Stored data entries:
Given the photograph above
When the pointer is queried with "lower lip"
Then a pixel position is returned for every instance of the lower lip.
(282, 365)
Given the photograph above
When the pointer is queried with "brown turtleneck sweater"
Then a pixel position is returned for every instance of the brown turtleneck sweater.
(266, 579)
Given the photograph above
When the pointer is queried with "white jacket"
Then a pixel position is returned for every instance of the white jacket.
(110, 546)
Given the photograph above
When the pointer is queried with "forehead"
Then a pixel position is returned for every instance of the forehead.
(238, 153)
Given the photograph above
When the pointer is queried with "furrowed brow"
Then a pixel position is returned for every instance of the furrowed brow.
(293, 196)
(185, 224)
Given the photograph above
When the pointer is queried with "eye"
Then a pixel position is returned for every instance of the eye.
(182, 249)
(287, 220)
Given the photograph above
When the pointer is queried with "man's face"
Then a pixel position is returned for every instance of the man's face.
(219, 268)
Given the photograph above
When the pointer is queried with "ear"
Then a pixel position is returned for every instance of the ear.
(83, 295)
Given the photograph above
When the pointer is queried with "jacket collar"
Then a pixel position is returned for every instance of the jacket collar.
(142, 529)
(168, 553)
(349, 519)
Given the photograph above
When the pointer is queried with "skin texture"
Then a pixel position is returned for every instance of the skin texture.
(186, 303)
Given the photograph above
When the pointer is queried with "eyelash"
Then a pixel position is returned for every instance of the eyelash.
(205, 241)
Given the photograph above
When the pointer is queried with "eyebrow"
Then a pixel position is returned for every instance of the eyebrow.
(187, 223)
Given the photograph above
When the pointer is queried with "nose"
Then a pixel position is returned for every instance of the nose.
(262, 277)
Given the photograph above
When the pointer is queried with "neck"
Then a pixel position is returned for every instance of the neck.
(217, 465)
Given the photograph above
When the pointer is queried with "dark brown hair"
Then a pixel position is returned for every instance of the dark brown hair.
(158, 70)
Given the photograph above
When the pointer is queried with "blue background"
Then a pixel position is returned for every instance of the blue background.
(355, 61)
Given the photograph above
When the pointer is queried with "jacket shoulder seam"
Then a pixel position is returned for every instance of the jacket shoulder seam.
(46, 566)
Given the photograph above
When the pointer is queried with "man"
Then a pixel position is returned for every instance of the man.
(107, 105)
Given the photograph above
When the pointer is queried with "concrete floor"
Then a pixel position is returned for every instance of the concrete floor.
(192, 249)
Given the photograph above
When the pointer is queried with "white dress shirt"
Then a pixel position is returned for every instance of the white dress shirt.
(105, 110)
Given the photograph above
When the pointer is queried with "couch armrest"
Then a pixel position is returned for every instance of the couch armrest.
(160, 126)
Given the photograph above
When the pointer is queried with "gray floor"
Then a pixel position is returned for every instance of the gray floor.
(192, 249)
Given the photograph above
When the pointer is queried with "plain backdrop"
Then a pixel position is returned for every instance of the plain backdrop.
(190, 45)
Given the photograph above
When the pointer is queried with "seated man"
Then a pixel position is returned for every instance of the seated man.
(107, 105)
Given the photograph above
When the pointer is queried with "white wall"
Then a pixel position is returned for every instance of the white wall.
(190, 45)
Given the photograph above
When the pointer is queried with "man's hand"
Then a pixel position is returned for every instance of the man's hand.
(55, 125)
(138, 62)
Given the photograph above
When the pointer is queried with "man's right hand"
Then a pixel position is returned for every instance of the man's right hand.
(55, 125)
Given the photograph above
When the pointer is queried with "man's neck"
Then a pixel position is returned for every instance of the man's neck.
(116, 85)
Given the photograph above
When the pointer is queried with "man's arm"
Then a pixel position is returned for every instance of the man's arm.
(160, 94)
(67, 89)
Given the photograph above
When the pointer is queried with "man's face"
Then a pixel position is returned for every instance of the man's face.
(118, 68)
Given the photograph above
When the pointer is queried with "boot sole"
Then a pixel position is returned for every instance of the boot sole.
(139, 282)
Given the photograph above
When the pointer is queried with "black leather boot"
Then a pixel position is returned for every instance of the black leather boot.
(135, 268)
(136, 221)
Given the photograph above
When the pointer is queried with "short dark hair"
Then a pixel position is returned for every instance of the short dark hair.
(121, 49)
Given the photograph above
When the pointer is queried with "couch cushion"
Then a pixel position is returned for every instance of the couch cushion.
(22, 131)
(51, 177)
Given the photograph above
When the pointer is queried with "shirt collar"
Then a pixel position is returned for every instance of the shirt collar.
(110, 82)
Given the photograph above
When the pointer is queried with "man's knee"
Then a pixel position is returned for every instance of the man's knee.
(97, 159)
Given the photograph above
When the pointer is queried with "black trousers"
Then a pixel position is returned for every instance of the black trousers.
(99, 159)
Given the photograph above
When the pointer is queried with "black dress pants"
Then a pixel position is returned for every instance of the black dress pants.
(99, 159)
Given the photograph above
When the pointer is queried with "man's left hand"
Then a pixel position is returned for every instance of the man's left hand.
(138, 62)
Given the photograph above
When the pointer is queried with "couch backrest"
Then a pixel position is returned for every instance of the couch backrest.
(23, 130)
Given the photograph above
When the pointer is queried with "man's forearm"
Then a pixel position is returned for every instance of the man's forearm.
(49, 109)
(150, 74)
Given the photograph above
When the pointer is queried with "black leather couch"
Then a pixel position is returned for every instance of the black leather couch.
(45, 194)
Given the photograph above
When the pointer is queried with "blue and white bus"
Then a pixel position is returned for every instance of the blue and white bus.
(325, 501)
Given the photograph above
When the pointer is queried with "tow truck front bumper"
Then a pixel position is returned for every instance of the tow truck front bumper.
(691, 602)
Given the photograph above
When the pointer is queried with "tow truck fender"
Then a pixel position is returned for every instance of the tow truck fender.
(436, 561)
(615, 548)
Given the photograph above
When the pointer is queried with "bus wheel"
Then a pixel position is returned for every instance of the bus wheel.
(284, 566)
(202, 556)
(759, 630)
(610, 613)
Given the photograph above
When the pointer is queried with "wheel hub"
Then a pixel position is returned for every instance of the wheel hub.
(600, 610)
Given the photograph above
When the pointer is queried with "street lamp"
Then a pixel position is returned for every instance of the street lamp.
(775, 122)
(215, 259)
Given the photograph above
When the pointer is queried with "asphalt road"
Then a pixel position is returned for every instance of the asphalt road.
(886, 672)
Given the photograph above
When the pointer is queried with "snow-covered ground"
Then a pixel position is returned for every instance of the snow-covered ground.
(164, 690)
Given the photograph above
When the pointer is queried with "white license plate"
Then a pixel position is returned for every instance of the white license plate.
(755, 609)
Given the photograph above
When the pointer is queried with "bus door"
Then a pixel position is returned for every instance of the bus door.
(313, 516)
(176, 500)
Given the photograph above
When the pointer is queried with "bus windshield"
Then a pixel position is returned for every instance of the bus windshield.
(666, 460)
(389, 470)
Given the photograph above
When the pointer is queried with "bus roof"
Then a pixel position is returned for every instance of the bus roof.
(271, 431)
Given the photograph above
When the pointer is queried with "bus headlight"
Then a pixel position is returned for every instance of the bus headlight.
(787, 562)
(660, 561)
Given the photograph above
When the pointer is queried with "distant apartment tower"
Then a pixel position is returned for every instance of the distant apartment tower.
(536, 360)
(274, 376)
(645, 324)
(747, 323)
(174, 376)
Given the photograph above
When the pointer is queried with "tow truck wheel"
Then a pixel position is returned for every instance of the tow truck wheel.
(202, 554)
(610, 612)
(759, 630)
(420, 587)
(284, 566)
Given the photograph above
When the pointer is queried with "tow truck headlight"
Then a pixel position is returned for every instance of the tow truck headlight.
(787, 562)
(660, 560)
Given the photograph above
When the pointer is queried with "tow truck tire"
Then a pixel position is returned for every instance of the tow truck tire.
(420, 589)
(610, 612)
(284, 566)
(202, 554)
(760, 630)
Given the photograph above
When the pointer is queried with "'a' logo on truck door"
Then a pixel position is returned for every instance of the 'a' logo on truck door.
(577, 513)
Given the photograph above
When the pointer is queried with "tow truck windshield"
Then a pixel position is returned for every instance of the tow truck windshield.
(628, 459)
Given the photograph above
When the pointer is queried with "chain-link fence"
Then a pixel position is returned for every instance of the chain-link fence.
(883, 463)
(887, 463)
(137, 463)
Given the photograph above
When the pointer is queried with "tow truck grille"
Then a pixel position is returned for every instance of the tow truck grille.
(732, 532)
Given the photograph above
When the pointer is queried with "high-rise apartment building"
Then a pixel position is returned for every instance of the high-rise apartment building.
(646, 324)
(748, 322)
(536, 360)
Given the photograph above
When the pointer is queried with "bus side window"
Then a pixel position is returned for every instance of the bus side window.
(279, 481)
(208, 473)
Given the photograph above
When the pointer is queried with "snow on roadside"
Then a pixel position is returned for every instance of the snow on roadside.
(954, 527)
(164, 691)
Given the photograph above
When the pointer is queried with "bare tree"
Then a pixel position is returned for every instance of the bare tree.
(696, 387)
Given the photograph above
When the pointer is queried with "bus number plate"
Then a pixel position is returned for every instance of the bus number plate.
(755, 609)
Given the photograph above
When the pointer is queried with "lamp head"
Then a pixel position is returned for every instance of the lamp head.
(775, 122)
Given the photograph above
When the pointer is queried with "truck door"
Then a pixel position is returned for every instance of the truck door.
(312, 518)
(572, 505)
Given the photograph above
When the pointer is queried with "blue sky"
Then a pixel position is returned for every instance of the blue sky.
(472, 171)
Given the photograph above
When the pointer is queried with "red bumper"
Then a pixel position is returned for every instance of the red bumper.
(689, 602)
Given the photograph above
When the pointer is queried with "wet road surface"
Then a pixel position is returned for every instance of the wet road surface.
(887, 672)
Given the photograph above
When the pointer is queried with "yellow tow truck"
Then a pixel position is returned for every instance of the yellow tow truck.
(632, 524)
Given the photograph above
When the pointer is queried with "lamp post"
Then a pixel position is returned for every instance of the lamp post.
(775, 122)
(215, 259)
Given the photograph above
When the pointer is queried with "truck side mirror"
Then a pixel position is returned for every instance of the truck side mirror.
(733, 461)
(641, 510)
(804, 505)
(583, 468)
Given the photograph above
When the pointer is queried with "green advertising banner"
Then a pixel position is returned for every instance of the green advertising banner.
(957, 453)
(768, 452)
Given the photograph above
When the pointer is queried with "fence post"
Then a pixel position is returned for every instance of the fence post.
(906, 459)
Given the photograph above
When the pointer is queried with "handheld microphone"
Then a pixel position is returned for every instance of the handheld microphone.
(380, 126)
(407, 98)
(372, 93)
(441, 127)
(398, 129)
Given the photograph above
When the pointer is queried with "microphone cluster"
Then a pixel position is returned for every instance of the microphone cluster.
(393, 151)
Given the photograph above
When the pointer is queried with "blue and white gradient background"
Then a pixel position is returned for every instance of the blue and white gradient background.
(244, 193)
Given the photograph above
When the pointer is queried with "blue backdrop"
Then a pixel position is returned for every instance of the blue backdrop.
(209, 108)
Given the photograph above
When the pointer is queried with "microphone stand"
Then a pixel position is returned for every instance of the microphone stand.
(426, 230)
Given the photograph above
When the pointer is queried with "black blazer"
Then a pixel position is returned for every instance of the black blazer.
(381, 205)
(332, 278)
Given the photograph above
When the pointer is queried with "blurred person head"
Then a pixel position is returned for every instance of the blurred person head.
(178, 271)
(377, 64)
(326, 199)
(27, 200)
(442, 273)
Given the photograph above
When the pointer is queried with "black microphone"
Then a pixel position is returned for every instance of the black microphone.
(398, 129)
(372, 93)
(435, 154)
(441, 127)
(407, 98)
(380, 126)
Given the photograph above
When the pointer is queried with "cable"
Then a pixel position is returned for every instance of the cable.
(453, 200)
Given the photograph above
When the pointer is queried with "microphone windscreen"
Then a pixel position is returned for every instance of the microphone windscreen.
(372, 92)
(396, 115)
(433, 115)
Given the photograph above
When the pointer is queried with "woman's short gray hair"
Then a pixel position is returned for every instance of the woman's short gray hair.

Action item:
If a line in the records above contains the string "woman", copy that line out.

Solution:
When the pointer is queried with "woman's short gray hair"
Then a pixel position is returned for every instance of the woman's short gray hair.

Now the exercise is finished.